===== Data to process
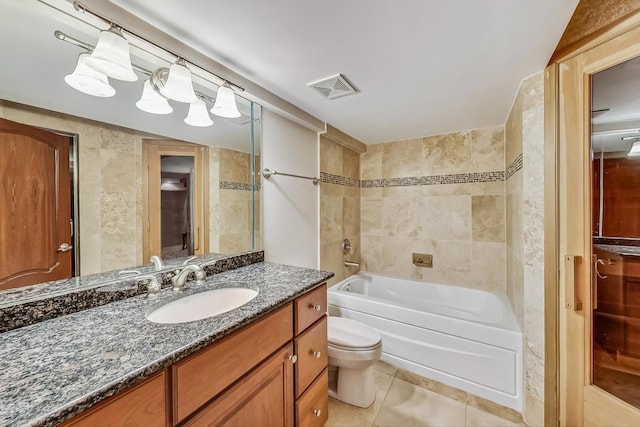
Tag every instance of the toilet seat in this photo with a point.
(350, 335)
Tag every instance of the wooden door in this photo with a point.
(153, 151)
(582, 402)
(35, 206)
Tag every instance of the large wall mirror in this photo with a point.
(615, 148)
(113, 146)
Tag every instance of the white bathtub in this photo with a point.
(462, 337)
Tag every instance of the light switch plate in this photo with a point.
(422, 260)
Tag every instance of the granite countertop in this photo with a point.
(629, 251)
(55, 369)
==========
_Problem requirements_:
Reproduce each entry precisely, dropping only the pictures.

_Complete response_:
Tag every instance of the toilet seat in this photo with a point.
(350, 335)
Tag every instance of the wooden door in this photo with a point.
(153, 151)
(582, 402)
(35, 206)
Tag every instance of the large wall mirror in this photo with a point.
(615, 148)
(113, 146)
Tag every instance of the white bathtub in this photo with a point.
(462, 337)
Tag every instance of the light switch plate in this photo with a point.
(422, 260)
Tag every instance of the granite countertop in this photo with a point.
(629, 251)
(55, 369)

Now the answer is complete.